• Directions: In the records below, find the line with "Target: blue jeans" and the line with "Point on each instance of the girl's white". Print both exactly, along with every line between them, and no other line.

• Provided data:

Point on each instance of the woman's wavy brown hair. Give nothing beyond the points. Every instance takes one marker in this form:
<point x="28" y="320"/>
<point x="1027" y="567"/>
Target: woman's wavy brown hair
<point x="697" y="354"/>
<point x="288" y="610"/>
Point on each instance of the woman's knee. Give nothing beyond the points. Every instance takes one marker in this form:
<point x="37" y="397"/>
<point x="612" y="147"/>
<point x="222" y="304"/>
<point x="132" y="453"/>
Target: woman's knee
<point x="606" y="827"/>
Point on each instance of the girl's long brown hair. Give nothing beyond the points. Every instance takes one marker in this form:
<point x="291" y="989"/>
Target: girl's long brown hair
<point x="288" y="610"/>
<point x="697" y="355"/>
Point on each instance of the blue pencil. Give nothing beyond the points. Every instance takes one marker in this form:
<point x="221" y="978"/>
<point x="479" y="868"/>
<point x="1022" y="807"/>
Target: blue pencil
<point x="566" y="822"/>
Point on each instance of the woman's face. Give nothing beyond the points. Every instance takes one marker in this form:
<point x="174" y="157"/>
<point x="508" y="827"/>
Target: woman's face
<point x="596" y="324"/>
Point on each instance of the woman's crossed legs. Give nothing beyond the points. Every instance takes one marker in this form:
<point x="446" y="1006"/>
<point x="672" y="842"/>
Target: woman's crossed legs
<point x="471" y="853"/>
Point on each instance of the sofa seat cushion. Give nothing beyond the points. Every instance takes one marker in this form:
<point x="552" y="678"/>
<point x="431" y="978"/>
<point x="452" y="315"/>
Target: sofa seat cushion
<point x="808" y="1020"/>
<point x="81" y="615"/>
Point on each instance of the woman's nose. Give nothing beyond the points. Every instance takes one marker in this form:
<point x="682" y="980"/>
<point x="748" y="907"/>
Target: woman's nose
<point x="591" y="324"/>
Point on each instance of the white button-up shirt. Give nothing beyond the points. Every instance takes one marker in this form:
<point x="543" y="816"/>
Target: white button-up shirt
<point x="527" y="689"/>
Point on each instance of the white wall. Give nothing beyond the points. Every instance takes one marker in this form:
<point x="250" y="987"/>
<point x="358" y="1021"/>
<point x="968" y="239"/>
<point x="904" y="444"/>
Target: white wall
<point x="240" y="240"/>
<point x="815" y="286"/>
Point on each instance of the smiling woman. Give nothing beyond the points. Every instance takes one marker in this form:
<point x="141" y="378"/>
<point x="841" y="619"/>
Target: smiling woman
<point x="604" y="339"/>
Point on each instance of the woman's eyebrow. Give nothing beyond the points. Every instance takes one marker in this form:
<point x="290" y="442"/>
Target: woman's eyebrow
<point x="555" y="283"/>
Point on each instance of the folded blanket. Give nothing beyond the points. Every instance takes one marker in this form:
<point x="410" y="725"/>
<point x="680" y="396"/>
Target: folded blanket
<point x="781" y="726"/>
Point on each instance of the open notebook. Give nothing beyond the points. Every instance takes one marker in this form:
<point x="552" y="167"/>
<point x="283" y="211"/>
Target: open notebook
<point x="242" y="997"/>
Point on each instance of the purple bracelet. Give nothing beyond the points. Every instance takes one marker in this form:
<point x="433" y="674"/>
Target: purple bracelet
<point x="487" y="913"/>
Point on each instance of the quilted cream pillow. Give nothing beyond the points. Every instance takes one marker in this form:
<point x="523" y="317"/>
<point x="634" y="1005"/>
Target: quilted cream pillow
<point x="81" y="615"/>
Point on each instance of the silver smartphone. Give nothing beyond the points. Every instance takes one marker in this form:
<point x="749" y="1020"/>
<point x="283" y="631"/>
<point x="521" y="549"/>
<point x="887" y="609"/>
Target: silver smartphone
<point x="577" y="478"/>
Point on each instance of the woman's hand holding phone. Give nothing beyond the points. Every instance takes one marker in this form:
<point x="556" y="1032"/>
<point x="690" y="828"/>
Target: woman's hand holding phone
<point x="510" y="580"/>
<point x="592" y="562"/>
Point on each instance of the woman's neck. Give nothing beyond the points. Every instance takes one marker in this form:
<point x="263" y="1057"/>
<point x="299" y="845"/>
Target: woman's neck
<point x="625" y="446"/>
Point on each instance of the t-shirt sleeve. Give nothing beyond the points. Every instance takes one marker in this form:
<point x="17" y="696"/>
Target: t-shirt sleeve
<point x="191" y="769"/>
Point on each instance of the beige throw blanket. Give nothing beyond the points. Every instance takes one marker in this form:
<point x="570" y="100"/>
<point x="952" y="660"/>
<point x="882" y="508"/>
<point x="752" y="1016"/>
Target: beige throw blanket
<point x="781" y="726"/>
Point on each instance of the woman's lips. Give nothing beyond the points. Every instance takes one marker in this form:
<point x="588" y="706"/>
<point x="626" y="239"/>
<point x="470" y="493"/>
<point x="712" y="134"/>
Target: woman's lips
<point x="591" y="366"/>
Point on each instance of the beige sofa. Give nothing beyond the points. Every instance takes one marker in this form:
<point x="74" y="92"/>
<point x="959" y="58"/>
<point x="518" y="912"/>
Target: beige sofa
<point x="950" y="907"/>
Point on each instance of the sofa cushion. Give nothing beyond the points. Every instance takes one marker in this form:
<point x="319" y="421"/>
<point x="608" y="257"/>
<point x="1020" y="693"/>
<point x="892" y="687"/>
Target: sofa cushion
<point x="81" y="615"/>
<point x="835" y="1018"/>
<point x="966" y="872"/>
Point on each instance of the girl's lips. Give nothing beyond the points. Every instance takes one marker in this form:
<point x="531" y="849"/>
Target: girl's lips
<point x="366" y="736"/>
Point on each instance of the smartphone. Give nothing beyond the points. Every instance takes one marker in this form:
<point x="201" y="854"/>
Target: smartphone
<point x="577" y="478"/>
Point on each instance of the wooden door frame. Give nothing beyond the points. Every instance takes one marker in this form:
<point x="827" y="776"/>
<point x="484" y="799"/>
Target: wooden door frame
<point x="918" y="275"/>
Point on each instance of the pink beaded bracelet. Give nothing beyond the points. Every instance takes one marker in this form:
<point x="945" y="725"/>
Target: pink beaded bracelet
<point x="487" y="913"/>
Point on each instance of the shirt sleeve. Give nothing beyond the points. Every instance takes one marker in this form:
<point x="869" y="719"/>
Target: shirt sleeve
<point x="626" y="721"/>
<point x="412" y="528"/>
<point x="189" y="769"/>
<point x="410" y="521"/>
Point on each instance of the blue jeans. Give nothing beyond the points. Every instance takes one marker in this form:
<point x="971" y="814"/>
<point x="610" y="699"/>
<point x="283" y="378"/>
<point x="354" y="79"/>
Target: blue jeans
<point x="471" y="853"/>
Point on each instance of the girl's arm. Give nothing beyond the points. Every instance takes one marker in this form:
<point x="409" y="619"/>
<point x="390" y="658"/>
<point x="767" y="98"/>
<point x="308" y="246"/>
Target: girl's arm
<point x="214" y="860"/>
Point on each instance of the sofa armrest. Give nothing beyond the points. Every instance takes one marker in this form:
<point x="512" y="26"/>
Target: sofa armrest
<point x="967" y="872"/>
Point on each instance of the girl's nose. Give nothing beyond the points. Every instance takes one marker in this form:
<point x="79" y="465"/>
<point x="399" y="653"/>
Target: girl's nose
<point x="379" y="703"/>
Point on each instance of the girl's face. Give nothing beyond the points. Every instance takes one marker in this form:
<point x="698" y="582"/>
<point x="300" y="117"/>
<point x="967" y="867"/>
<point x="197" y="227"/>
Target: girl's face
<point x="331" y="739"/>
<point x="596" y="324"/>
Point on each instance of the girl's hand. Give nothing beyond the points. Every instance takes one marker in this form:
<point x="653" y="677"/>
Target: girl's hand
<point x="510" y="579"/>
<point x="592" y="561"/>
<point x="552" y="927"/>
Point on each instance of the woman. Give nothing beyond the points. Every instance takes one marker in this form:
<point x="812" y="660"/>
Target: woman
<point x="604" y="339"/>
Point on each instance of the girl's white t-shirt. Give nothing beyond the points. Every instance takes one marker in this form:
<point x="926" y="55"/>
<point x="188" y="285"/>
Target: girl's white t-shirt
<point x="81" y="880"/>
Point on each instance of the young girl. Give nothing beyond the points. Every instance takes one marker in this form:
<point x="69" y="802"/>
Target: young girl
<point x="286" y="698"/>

• Solution for this task:
Target: blue jeans
<point x="471" y="853"/>
Point on each instance of the girl's arm. Give nothing beyond the points. Every instance takes one marker in this form:
<point x="409" y="619"/>
<point x="390" y="658"/>
<point x="767" y="98"/>
<point x="308" y="246"/>
Target: girl's arm
<point x="214" y="860"/>
Point on each instance of the sofa armrest. Give nothing beyond the points. Every instance takes one marker in this form:
<point x="512" y="26"/>
Target: sofa armrest
<point x="967" y="872"/>
Point on each instance of the girl's nose. Give nothing beyond the points. Every instance takes one marker in this form:
<point x="79" y="465"/>
<point x="399" y="653"/>
Target: girl's nose
<point x="379" y="703"/>
Point on each instance of the girl's face. Give nothing beyond the points. Every instance takes one marker in this form:
<point x="698" y="582"/>
<point x="300" y="117"/>
<point x="967" y="867"/>
<point x="197" y="227"/>
Target: girl's face
<point x="331" y="739"/>
<point x="596" y="324"/>
Point on each instance of the girl's hand. Give nothing beyond the points. Every instance takes one marker in this form:
<point x="653" y="677"/>
Target: girl's hand
<point x="510" y="579"/>
<point x="592" y="561"/>
<point x="552" y="927"/>
Point on each instance of the woman. Give nothing beyond the points. Every instance takes one marker in this form:
<point x="812" y="660"/>
Target: woman
<point x="604" y="339"/>
Point on each instance of the girl's white t-shirt. Give nothing beyond the points. Every instance takes one marker in this form:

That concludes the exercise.